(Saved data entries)
------
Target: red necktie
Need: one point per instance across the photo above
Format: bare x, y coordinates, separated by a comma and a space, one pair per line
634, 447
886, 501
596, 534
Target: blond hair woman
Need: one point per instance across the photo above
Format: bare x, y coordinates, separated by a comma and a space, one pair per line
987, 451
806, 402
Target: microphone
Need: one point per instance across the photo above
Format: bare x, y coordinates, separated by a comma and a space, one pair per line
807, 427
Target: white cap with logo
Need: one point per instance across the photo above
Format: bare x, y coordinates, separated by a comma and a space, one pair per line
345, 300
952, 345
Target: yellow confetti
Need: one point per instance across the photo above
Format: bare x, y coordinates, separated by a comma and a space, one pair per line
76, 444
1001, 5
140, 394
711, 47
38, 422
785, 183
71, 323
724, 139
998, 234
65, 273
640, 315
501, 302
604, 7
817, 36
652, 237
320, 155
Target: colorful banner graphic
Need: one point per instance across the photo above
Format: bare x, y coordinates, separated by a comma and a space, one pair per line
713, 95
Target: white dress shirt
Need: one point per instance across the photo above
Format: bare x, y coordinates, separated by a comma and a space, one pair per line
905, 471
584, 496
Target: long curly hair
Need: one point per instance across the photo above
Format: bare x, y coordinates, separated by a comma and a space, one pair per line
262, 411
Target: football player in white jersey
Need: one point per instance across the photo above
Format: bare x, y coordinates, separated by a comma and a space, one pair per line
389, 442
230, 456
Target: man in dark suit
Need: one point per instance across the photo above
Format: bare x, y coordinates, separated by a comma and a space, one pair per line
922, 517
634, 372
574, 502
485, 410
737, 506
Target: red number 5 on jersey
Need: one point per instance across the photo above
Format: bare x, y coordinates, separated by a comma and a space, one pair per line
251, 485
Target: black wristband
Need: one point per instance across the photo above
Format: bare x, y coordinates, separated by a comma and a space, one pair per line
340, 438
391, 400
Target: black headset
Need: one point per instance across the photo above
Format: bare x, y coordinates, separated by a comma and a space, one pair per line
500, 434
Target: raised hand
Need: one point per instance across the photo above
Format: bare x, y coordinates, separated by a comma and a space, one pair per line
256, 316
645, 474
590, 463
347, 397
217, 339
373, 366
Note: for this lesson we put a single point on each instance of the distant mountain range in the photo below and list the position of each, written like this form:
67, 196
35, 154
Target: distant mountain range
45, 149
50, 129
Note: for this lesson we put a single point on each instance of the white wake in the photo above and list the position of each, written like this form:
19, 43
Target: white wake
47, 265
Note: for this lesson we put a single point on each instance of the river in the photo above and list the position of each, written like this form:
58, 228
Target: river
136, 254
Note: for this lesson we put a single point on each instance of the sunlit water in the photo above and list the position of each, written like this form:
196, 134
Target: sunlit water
------
* _TO DO_
Render every one of the lines above as a JSON list of strings, with one string for each line and any blank lines omitted.

* _ANSWER TO THIS TASK_
[
  "Target: red necktie",
  "Need: one point per instance across the photo above",
  "Format: bare x, y coordinates, separated by a comma and a space, one pair per line",
  "634, 447",
  "886, 501",
  "596, 534",
  "Target: blond hair woman",
  "Need: one point per instance across the photo above",
  "Format: bare x, y coordinates, separated by a comma and a space, one pair per line",
  "987, 451",
  "806, 402",
  "Target: microphone",
  "Need: one point per instance across the photo above",
  "Format: bare x, y coordinates, separated by a comma and a space, one pair per line",
  "807, 427",
  "Target: white cap with logo",
  "Need: one point per instance across the photo above",
  "Format: bare x, y coordinates, separated by a comma and a space, one pair per line",
  "345, 300",
  "952, 345",
  "Target: yellow confetti",
  "Need: one point per instance across the photo above",
  "Format: bare x, y coordinates, separated by a comma and a space, one pair per line",
  "76, 444",
  "1001, 5",
  "140, 394",
  "711, 47",
  "38, 422",
  "785, 183",
  "71, 323",
  "724, 139",
  "998, 234",
  "65, 273",
  "640, 315",
  "501, 302",
  "604, 7",
  "817, 36",
  "652, 237",
  "320, 155",
  "Target: colorful banner graphic",
  "Need: one point per instance across the photo above",
  "Format: bare x, y coordinates, separated by a comma and a space, one pair per line",
  "713, 95",
  "Target: white dress shirt",
  "Need: one point per instance across the photo above",
  "Format: bare x, y coordinates, separated by a comma and a space, one pair per line",
  "905, 471",
  "584, 496",
  "Target: long curly hair",
  "Need: one point per instance across the photo above",
  "Format: bare x, y coordinates, separated by a comma and a space, one pair per line",
  "262, 411",
  "Target: football player in white jersey",
  "Need: one point per instance across the photo above",
  "Format: bare x, y coordinates, separated by a comma and a space, one pair per line",
  "389, 442",
  "230, 456",
  "Target: man in dark suit",
  "Need: one point per instance across the photo above",
  "Format: bare x, y coordinates, separated by a comma and a space, one pair per line",
  "922, 517",
  "634, 372",
  "574, 502",
  "485, 410",
  "737, 506",
  "Target: red number 5 on jersey",
  "Need: one point per instance across the photo above",
  "Format: bare x, y coordinates, separated by a comma and a space, one pair per line",
  "251, 485",
  "Target: black wristband",
  "Need: one point per instance across the photo above",
  "Format: bare x, y coordinates, separated by a comma and a space, one pair per line",
  "340, 438",
  "391, 400",
  "Target: black headset",
  "Need: one point per instance across the photo above",
  "Format: bare x, y coordinates, separated by a comma and a space, one pair per line",
  "500, 434",
  "Target: raised hand",
  "Need: one point per instance across the photo above",
  "Format: bare x, y coordinates, separated by a comma and a space, one pair per line",
  "256, 316",
  "645, 474",
  "590, 463",
  "347, 397",
  "217, 339",
  "373, 366",
  "Note: for this lesson we put a single point on each instance of the distant mountain range in the photo below and list the position of each, written like this form:",
  "67, 196",
  "35, 154",
  "Target: distant mountain range",
  "45, 149",
  "50, 129",
  "Note: for this lesson we put a single point on each instance of the white wake in the photo above and list the position of each, written like this form:",
  "19, 43",
  "Target: white wake",
  "47, 265",
  "Note: for this lesson we put a single point on each instance of the river in the photo above and list the position of each, written like this form:",
  "58, 228",
  "Target: river",
  "136, 254",
  "Note: for this lesson we put a single point on each instance of the sunlit water in the photo above and list the position of each, written like this form:",
  "196, 134",
  "Target: sunlit water"
]